§ **Page**
┏━━
Use-after-free bugs are a difficult issue to solve on the road to C++ memory safety. The solution provided by MiraclePtr is a good compromise between safety, compatibility, and efficiency. It’s encouraging to see that there is evidence it is effective but it would be nice to do even better here.
MiraclePtr is limited to class members of non-trivial classes. This is because classes that can be trivially constructed or destructed can be memcpy’d and that will sidestep the ref counting that MiraclePtr does. In general this is one of the biggest issues that makes pointer invalidation hard to do efficiently. The way most UAF mitigations work is by quarantining freed memory so that when a dangling pointer is used, that memory will not have been reused by the allocator. If it had been, that would have allowed attackable data to be put there. The question then becomes how long should freed memory be quarantined? It can’t be forever because that would cause memory use to grow indefinitely. MiraclePtr solves this by ref counting on construction and destruction. Once the ref count goes to 0, then the memory is allowed to be reused. Unfortunately this limits the range of its uses.
┗━━
§ **Aim**
Continue the MiraclePtr text, picking up right after its last sentence. The lines after this point are separate material and have no connection to the MiraclePtr text.

§ **Data excerpts**
┏━━
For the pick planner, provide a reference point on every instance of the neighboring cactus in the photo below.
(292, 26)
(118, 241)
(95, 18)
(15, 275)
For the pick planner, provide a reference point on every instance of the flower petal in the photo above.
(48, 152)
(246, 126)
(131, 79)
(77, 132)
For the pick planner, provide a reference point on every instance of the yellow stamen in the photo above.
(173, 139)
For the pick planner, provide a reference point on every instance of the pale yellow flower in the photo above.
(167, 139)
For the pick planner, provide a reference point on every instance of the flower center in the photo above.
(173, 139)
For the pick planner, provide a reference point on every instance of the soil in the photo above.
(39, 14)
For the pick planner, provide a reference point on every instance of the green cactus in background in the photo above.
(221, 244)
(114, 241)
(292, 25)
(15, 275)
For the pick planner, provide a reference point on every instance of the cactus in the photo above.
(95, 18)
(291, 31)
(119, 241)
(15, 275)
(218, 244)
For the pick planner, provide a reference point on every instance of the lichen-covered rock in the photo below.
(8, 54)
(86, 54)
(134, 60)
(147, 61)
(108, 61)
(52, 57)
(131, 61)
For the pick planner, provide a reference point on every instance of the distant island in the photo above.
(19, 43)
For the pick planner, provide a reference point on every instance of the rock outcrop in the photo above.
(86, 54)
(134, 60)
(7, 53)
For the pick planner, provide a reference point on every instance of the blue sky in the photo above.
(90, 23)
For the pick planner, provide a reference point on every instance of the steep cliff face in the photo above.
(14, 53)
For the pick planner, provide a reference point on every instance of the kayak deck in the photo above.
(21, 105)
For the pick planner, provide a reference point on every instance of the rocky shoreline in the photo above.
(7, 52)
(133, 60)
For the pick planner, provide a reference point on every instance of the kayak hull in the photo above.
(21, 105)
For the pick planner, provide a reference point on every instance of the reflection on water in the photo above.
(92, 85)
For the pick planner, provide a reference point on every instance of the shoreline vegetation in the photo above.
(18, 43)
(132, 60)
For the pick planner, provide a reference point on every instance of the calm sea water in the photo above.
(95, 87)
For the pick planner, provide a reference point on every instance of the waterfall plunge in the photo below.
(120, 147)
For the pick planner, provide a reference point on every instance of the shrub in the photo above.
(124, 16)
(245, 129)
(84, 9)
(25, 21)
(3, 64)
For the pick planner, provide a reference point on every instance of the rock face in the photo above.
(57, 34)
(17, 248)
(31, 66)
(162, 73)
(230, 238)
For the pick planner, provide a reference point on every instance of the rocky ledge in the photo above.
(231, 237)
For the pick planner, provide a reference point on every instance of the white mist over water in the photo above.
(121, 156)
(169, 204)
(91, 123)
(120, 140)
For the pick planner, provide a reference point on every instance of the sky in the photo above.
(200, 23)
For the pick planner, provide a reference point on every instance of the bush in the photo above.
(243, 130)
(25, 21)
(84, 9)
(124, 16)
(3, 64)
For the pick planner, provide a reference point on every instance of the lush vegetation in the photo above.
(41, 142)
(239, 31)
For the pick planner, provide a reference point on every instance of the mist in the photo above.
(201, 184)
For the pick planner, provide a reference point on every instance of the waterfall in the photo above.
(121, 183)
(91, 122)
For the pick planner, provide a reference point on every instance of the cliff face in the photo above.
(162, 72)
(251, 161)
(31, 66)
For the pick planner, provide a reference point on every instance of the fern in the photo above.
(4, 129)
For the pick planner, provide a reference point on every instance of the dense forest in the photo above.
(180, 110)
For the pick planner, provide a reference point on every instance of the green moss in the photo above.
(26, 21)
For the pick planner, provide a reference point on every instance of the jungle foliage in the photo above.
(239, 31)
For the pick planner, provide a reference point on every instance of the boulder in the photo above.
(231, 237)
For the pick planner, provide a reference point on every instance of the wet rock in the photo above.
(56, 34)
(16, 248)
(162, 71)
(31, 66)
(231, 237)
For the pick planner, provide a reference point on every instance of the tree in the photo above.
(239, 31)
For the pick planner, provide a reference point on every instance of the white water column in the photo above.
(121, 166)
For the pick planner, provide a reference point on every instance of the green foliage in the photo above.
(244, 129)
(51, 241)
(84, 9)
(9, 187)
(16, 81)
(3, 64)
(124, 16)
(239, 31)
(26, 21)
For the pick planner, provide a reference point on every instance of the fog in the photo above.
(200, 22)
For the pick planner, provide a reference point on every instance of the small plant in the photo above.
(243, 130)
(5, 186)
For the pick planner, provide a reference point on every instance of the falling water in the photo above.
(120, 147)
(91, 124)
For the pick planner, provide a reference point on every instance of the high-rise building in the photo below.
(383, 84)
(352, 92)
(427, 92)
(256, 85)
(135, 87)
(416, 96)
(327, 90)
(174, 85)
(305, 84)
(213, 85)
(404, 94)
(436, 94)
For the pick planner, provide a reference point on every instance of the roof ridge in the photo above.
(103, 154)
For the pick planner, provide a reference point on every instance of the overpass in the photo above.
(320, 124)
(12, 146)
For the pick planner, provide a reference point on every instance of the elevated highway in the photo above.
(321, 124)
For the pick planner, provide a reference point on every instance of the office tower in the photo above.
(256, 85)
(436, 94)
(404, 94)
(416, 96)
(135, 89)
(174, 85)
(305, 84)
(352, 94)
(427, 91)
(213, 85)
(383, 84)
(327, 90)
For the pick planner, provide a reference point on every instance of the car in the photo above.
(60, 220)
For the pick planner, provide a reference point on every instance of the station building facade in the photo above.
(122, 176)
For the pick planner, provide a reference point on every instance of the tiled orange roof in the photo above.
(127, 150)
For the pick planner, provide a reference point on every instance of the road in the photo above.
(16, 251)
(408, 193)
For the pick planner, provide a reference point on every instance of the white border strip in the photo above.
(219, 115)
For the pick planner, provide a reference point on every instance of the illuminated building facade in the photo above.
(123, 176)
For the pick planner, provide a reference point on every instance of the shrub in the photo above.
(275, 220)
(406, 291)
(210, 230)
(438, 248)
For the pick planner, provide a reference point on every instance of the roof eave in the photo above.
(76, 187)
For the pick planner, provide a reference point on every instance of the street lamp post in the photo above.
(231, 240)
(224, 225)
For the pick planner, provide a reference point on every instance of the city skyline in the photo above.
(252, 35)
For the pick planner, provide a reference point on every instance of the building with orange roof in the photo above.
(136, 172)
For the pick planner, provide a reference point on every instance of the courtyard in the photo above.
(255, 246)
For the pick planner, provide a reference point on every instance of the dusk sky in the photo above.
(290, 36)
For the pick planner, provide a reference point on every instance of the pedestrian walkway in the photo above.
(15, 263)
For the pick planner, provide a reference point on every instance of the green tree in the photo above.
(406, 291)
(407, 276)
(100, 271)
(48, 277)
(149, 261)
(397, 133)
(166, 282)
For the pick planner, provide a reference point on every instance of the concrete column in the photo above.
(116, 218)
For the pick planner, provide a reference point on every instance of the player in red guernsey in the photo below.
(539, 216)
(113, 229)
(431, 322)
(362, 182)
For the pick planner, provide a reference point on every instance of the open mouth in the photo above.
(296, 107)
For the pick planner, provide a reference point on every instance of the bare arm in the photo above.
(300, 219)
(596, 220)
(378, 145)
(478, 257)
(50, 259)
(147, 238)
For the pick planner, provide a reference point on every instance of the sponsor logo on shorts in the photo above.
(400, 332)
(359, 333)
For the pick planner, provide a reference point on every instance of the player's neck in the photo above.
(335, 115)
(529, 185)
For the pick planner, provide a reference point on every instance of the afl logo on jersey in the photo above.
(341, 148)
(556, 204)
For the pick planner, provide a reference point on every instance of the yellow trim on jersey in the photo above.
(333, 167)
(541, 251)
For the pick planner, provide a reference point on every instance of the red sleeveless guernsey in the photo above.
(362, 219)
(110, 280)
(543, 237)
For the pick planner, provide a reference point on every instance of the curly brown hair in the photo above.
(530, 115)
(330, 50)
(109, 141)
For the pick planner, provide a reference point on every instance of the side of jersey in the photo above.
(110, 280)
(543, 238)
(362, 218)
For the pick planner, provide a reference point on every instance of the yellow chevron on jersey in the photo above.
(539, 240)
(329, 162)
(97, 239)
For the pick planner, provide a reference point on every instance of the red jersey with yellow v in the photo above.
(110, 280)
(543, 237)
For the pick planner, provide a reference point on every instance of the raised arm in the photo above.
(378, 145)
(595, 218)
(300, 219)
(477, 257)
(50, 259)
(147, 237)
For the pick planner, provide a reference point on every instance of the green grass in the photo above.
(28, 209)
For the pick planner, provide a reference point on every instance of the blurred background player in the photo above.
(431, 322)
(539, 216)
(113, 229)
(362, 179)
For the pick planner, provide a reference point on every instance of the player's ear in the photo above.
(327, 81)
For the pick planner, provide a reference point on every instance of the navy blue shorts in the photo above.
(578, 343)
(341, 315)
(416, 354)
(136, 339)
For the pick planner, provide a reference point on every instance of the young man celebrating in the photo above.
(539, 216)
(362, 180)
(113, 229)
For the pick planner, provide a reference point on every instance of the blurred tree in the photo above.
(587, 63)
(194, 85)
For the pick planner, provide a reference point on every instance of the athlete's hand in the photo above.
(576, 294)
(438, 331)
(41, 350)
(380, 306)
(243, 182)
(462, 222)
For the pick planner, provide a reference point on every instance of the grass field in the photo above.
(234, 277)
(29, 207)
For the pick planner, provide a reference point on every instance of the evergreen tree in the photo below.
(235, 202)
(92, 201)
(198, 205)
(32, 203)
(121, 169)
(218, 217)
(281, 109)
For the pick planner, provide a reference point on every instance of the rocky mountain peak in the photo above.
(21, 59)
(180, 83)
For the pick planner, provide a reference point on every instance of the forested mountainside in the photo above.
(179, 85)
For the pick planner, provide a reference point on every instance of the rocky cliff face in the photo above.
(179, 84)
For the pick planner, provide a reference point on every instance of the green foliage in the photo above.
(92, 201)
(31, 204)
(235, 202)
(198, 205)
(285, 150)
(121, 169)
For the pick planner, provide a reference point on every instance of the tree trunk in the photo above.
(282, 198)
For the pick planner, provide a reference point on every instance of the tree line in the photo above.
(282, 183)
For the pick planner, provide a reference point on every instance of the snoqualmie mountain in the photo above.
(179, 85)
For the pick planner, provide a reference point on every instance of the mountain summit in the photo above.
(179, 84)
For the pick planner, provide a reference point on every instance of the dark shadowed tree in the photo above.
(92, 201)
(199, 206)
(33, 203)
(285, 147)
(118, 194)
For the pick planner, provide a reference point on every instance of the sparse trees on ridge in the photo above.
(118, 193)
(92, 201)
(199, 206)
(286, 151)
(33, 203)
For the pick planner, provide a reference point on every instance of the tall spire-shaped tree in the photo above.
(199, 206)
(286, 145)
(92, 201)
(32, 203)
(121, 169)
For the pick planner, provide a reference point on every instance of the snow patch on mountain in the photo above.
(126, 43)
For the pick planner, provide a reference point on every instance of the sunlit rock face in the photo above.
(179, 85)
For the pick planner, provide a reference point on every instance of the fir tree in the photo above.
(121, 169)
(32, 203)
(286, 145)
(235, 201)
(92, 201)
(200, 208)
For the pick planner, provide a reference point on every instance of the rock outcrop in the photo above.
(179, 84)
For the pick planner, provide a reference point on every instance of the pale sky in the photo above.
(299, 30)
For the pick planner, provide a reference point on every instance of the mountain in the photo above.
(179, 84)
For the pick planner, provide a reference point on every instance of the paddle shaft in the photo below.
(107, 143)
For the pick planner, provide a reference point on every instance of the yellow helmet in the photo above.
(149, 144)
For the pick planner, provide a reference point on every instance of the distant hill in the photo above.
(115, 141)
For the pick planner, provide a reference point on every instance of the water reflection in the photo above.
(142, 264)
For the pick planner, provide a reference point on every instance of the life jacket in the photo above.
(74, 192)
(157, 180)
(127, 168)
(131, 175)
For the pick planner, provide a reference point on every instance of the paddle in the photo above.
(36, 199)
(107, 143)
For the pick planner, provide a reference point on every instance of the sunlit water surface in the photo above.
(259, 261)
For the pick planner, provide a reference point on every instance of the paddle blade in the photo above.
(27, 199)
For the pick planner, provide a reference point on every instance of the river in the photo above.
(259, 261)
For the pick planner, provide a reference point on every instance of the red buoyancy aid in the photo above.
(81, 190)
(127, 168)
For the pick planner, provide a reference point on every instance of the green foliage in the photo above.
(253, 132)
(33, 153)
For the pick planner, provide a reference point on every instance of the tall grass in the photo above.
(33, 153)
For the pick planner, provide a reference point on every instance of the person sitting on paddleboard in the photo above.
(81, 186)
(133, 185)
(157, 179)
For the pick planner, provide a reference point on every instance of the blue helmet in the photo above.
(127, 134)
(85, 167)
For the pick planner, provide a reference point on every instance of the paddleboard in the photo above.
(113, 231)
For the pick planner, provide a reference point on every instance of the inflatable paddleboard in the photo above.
┗━━
§ **Result below**
As far as I can tell, CHERI solves this by quarantining freed memory and then when the amount of quarantined memory passes a heuristic threshold, running a scan throughout the entire process to see if any capabilities still reference the quarantined memory. If any do, they are marked invalid and the memory is properly freed. This is not unlike a garbage collection and it comes with all the issues that plague transparent garbage collections. On the other hand, this approach makes CHERI 100% effective against UAF exploits. @david_chisnall, please correct me if I’m wrong in the previous summary.
I don’t think garbage collections are an acceptable trade off for many C++ use cases. If a solution like MiraclePtr is going to be further developed, I think it will require a subset of C++ that disallows pointer variables in any context that allows memcpy() through a char* alias, enforced by a linter or the compiler. In the abstract, this seems like a good direction in which to move. Allowing the programmer a side-channel to alias and copy data makes code harder to statically analyze for other potential reasons.
There are others working on more comprehensive reference models for a memory-safe subset of C++ but my hunch is that it will be met with apathy if it requires programming C++ in a much different way, even if it requires less runtime checks. My guess is that the solution that will resonate the most with the wider C++ community is one that minimizes the restrictions in the memory-safe subset at the cost of some small amount of additional runtime cost. Also a solution that can be turned on or off at will, without having to change any code. Something like AddressSanitizer but that is much more efficient due to the subset restrictions.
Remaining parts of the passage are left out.